## [Article]
** Start **

The Lake Fork Box section is beautiful...all class II or II+ there are a lot of strainers though and a few low bridges. If you plan on bringing a oar rig in there over 800 you will have to portage the second bridge and there is no eddy above it. We had a raft with a low profile oar rig and we scraped the bridge...kinda sketchy.
There is also a river wide strainer around mile 5 or 6 on a right hand bend...watch for it, you will need to catch a micro eddy and line the boat over the raft. Jace wacked the branches off the log last year so it is easy to line a raft over now. 

the Gate-Red Bridge section has some sketchy river wide barbwire...there is a small gap on the center right side...you can not portage this, you must run it. We did have a rancher chase us down in his truck through this sestion as well.

It is a nice float. Good luck in there! it is class II/II+ with some crazy portages, strainers, barbwire, bugs and angry land owners. 

I would probably do it again but not in a raft. 

- Christine


----------



## yetigonecrazy (May 23, 2005)

CUkayakGirl said:


> Hey,
> We paddled it last year in July around 830 CFS.
> The Lake Fork Box section is beautiful...all class II or II+ there are a lot of strainers though and a few low bridges. If you plan on bringing a oar rig in there over 800 you will have to portage the second bridge and there is no eddy above it. We had a raft with a low profile oar rig and we scraped the bridge...kinda sketchy.
> There is also a river wide strainer around mile 5 or 6 on a right hand bend...watch for it, you will need to catch a micro eddy and line the boat over the raft. Jace wacked the branches off the log last year so it is easy to line a raft over now.
> ...


hey.....thanks for the info but we already knew all of that  thats the standard info per the bible or any info sites.

were talking about the stretch immediately below town, down to the put in of the pre box, which is above the box itself.


----------



## overlyworked (Oct 14, 2003)

** End **

## [Records]
** Start **

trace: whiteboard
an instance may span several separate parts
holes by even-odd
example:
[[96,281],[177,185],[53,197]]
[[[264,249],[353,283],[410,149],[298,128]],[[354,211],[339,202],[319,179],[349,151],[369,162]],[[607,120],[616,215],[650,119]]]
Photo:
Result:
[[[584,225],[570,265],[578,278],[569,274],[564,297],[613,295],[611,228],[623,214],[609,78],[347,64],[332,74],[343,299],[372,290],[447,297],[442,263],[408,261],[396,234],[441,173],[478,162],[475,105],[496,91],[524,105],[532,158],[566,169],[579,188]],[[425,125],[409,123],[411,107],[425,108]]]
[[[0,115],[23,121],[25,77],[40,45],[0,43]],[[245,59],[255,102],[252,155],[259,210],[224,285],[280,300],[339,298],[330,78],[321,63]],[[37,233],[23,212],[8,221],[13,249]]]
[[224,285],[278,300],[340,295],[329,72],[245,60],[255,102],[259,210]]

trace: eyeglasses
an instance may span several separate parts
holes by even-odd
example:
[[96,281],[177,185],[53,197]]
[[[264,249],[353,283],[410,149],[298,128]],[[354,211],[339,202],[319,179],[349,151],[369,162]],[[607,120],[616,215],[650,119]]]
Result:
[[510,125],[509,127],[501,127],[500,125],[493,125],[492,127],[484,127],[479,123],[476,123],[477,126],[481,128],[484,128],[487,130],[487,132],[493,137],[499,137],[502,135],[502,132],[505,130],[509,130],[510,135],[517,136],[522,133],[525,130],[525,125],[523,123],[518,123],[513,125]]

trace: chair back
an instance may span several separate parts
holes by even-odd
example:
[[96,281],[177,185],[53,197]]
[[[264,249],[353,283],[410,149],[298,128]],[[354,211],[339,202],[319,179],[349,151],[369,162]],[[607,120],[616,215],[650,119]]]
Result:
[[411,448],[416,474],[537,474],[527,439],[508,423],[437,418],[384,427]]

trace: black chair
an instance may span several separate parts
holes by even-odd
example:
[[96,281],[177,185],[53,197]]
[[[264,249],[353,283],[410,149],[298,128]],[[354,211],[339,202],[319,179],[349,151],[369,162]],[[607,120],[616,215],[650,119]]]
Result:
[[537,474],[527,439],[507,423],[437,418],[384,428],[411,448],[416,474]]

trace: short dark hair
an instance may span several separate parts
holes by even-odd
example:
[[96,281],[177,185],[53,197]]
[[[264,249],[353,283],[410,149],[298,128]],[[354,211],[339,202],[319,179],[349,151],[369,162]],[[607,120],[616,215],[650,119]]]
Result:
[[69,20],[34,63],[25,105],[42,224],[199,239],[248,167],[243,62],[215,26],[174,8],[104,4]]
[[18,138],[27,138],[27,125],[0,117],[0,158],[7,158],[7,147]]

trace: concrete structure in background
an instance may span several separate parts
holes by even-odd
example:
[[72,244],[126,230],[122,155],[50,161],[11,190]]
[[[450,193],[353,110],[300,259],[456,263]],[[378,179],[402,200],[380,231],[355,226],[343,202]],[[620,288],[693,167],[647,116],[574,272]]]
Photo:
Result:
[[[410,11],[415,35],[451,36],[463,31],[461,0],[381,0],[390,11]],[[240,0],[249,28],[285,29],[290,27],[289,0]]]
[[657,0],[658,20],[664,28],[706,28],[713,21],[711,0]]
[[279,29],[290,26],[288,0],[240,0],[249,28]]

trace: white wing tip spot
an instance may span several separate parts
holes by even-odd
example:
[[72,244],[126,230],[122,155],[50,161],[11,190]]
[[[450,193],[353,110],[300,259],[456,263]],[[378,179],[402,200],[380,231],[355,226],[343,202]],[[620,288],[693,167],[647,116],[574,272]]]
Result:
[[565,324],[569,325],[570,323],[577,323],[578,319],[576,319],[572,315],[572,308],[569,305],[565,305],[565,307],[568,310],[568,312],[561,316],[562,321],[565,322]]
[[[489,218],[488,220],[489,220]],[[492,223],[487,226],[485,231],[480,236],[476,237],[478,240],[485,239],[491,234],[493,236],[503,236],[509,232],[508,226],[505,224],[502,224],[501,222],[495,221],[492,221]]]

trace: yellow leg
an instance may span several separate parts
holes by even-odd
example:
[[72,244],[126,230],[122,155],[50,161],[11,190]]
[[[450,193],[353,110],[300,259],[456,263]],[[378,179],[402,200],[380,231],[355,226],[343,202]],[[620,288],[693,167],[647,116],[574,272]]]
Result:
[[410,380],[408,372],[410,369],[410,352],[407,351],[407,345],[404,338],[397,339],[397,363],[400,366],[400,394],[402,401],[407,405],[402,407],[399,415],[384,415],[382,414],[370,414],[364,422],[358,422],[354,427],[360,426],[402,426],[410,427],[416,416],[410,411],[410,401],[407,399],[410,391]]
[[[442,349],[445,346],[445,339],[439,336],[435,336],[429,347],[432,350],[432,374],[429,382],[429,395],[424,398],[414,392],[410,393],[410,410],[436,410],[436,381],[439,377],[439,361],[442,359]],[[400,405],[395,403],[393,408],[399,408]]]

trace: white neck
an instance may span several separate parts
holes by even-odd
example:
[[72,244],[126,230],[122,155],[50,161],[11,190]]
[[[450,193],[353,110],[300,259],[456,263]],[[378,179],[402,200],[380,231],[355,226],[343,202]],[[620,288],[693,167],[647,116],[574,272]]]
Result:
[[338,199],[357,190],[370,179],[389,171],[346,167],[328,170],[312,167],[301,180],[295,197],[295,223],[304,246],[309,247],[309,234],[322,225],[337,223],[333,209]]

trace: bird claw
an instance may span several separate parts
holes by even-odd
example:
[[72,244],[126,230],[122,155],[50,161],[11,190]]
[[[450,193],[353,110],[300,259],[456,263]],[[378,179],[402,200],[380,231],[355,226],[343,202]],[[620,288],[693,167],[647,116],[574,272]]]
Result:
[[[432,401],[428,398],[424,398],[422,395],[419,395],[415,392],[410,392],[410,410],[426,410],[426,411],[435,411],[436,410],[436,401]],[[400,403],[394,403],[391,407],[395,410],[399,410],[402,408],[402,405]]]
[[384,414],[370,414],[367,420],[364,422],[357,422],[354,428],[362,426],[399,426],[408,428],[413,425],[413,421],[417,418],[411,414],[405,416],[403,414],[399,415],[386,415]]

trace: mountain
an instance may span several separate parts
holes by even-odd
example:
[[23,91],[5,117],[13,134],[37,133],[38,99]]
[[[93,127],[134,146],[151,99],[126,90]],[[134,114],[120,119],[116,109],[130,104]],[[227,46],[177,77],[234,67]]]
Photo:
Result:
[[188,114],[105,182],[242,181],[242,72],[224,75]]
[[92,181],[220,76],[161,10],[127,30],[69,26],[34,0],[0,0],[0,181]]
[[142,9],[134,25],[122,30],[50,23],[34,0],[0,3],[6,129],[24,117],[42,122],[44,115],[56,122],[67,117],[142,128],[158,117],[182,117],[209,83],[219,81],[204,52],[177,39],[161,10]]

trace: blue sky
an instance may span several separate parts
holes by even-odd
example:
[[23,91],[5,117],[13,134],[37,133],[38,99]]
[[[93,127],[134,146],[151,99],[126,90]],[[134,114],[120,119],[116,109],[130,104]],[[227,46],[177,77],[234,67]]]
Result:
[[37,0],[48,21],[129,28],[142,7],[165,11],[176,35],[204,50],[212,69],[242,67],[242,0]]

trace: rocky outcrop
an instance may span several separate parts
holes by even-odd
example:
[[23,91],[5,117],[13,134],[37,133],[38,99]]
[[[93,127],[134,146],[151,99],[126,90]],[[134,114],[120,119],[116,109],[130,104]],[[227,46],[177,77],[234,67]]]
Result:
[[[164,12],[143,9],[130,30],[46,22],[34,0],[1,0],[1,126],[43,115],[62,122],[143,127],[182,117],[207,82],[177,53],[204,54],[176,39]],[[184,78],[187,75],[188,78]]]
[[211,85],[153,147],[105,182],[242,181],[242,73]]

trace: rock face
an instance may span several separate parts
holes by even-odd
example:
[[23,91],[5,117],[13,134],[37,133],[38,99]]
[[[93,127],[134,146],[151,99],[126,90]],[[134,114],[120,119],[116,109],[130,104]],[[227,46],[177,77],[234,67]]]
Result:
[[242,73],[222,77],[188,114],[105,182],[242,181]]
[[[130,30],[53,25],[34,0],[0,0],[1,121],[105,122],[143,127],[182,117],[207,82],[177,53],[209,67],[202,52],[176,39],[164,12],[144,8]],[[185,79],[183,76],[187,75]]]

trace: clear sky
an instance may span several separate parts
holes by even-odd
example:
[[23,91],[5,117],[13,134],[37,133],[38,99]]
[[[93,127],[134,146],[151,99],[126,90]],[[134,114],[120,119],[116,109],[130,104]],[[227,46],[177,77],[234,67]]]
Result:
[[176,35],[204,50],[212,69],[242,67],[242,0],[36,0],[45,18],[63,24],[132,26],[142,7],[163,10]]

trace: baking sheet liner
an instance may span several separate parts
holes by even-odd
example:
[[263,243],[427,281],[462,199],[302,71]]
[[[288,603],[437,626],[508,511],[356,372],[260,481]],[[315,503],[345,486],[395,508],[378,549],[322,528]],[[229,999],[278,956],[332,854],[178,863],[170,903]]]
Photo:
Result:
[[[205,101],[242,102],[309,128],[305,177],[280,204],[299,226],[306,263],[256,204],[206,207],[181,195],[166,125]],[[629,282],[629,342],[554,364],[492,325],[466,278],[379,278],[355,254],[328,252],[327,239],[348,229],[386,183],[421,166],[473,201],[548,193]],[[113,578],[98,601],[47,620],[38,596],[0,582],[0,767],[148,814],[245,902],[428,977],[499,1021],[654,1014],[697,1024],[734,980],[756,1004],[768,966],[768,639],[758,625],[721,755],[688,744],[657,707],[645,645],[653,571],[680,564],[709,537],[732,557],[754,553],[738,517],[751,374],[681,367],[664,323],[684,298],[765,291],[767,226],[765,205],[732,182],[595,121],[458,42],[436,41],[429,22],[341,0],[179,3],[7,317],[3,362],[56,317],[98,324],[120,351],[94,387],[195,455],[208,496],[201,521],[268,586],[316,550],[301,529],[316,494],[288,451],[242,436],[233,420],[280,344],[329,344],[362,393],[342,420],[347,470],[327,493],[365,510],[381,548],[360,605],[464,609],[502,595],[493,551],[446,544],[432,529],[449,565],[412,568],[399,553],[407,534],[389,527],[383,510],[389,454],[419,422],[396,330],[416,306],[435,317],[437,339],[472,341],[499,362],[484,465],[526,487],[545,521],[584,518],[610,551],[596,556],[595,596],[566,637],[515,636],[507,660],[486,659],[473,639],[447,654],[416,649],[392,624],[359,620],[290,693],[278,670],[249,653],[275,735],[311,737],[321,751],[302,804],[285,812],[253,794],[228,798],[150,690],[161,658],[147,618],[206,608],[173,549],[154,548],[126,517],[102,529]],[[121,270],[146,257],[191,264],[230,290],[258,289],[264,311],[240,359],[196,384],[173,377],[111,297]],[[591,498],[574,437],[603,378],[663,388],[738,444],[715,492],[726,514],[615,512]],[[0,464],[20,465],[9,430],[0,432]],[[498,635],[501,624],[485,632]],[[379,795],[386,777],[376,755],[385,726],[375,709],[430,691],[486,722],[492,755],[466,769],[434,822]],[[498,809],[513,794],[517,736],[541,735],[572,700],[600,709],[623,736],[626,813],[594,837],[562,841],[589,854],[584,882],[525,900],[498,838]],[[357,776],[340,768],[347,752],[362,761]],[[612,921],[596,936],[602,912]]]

** End **

## [Short problem 1]
In the river thread, rewrite the passage starting with "It is a nice" and going on through "not in a raft.", substituting "canoe" for "raft".
## [Short problem 2]
According to the river thread, at about what flow was the river running when the quoted paddler ran it last July?
## [Short problem 3]
Write the next part of the river thread, picking up after its last line.
The records have no connection to the text.

## [Written response 1]
It is a nice float. Good luck in there! it is class II/II+ with some crazy portages, strainers, barbwire, bugs and angry land owners. 

I would probably do it again but not in a canoe.

## [Written response 2]
About 830 CFS.

## [Written response 3]
so all those structures were put in a few years back. it was a form of river restoration that has made the town to high bridge even better. great fishing, some small play, and great views. i would say that the "worst" one would be the first horseshoe that is just a few miles n of town. it can be sticky or really shallow. seen many duckies and sit-on tops take a beating there, but doughboy makes it through with no problems. i havent done the section from the lake to town in some years. dont really know where you would put in other than the lake and take the plunge at argenta, its all private until town. 
the section above the lake is fun but there is one strainer about half way. doughboy have you ever ran that with us? its like a low II or so. but it has a really small runoff time.


----------



## yetigonecrazy (May 23, 2005)

word. i will definitely make it a point to boat that stretch this summer a few times. how about an overnighter from town to gateview, have you ever done that? stay at the gate c.g.? could be fun.....

i've run from sherman (actually cataract gulch TH) down to the bridge just before castle lakes, that was fast class II with a few minor boulders thrown in, and then the bottom mile above the lake itself. that was all flat water. i want to run the stretch just above Williams Creek C.G., which is a short blast of gradient, but the rocks look like theyre kinda sharp and unfriendly. i take it you have run this section? heres some pics for those that havent seen it:


----------



## doughboy (Mar 23, 2009)

3 inches in LC and still falling


----------



## doughboy (Mar 23, 2009)

No i've never ran the stretch above the lake. When it is flowing good so is the town to high bridge run and I can't pull myself away from that stretch since it has a fairly short season itself. From high bridge to the gate does have obstacles at times but if you run it at the right level you never have to get out of your boat. Two years ago my ride didn't show up at high bridge so I decided to push on through to the Gate where a few other people had rides. My 18 month old son was sleeping on a bungee deck and didn't wake up until the gate. This might be a good year to do something about those strainers.


----------



## overlyworked (Oct 14, 2003)

yea when i was way young and didnt even have a roll my dad and i would go from town to red bridge in a day... a long day. but a few years back i decided to put in on henson at the ute ule and try and make it to blue mesa in a day. we ended up runnin red bridge at peak in the dark... way fun. 

yea yeti i have run that stretch from williams creek down. its good but could see a duckie getting shredded in there. at peak it wouldnt be too bad. 

dont forget about cottonwood. its a great 1/4 mile of full on V drop after drop. 
lc has some of the best boating around mainly because you will never see anyone on the river except your group.


----------



## Ole Rivers (Jul 7, 2005)

Where's the legally problem areas, say, that ranch that was mentioned that keeps trying to keep people away? Just one place or are there others?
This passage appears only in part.